> **Written exercise**
Rewrite each of the rows below with every occurrence of "tuples" changed to "pairs", keeping all other text the same.

> **Supplied data**
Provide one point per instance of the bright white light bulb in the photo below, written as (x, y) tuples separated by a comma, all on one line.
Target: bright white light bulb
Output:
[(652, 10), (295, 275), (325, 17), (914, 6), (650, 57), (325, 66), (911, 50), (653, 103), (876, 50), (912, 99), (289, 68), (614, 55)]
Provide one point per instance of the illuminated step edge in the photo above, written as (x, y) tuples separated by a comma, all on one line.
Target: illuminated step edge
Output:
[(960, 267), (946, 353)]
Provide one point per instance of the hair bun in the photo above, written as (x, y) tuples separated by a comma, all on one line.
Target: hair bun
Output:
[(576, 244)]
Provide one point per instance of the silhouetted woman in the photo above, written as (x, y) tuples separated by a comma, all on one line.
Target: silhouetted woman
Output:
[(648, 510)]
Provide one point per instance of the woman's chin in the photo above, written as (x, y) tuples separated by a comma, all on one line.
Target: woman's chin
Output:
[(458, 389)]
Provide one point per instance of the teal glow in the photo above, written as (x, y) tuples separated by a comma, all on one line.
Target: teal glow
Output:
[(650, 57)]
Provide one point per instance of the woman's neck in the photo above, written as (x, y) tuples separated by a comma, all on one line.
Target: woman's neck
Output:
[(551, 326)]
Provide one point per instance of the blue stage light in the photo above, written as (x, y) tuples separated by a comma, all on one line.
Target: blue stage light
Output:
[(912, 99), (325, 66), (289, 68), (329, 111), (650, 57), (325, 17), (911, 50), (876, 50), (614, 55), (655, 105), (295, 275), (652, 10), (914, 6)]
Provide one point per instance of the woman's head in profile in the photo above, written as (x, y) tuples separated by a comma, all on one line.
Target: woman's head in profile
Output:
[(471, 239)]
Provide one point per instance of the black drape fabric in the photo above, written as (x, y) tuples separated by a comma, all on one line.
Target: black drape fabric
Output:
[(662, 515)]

> **Task response**
Provide one point per instance of the bright white light bulb in the photo below, written as (x, y) pairs separated by a comma, all on one line.
Target: bright white light bulb
Output:
[(652, 10), (295, 275), (325, 17), (914, 6), (650, 57), (325, 66), (911, 50), (653, 103), (876, 50), (912, 99), (289, 68), (614, 55)]
Provide one point per instance of the illuminated step edge in the photo above, written as (x, y) pairs separated by a comma, all on one line.
Target: illuminated step edge
Output:
[(960, 267), (946, 353)]
Provide one point per instance of the hair bun in the photo above, written as (x, y) pairs separated by a comma, all on one line.
Target: hair bun
Output:
[(576, 244)]
Provide one point per instance of the silhouetted woman in the photo above, written as (x, y) pairs separated by a comma, all on one line.
Target: silhouetted woman
Output:
[(648, 510)]
Provide one point per instance of the woman's chin in the photo above, written as (x, y) pairs separated by a comma, all on one line.
Target: woman's chin
Output:
[(458, 389)]
Provide one point per instance of the teal glow in the photo above, written as (x, y) pairs separated by a comma, all on one line.
Target: teal glow
Output:
[(650, 57)]
Provide one point per instance of the woman's neck in the photo above, written as (x, y) pairs separated by a comma, all on one line.
Target: woman's neck
Output:
[(551, 326)]
Provide one point per instance of the blue stage light in the photo above, written as (x, y) pairs separated by a comma, all on one line.
Target: blue stage light
Output:
[(912, 99), (325, 66), (289, 68), (329, 111), (650, 57), (325, 17), (911, 50), (876, 50), (614, 55), (655, 105), (295, 275), (652, 10), (914, 6)]
Provide one point per instance of the woman's head in profile in the photo above, written as (x, y) pairs separated by a comma, all on one line.
Target: woman's head in profile
Output:
[(471, 239)]
Provide one point per instance of the black drape fabric in the photo above, written as (x, y) pairs separated by a comma, all on one line.
Target: black drape fabric
Output:
[(662, 515)]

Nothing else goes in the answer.